* _EXERCISE DETAILS_
Repeat verbatim the lines of the data below, beginning with the line containing "# draw the outline of every instance of the windshield" and continuing to the end.

* _MATERIAL FOR THIS TASK_

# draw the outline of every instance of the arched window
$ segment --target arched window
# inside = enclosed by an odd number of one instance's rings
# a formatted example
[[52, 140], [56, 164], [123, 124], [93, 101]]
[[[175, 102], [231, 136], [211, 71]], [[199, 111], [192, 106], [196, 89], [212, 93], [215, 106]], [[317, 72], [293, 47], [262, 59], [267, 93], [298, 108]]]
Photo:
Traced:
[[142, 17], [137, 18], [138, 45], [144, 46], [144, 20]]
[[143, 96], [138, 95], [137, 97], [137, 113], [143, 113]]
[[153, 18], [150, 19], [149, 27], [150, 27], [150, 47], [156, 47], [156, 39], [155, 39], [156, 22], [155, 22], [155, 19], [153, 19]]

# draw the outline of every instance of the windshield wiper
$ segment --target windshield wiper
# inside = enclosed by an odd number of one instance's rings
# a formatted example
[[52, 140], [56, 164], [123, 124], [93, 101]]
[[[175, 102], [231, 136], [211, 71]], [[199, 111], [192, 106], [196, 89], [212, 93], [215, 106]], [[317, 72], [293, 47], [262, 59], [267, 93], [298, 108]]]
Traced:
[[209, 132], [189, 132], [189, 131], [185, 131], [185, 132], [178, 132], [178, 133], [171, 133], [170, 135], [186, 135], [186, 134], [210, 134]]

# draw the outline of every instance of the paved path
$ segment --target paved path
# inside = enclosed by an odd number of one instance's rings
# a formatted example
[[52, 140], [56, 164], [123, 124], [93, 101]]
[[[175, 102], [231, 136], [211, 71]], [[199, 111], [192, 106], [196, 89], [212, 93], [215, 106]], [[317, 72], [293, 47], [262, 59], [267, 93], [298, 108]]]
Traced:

* _WRITTEN ANSWER_
# draw the outline of every instance of the windshield wiper
$ segment --target windshield wiper
# inside = enclosed by an odd number of one instance's rings
# a formatted example
[[52, 140], [56, 164], [123, 124], [93, 101]]
[[[175, 102], [231, 136], [211, 71]], [[199, 111], [192, 106], [196, 89], [212, 93], [215, 106]], [[317, 72], [293, 47], [262, 59], [267, 93], [298, 108]]]
Traced:
[[209, 132], [189, 132], [189, 131], [185, 131], [185, 132], [178, 132], [178, 133], [171, 133], [170, 135], [186, 135], [186, 134], [210, 134]]

# draw the outline of every instance of the paved path
$ segment --target paved path
# inside = enclosed by an odd number of one instance's rings
# a formatted example
[[52, 140], [56, 164], [123, 124], [93, 101]]
[[[175, 102], [231, 136], [211, 71]], [[199, 111], [192, 106], [196, 89], [212, 93], [215, 106]], [[317, 72], [293, 47], [262, 59], [267, 93], [298, 108]]]
Traced:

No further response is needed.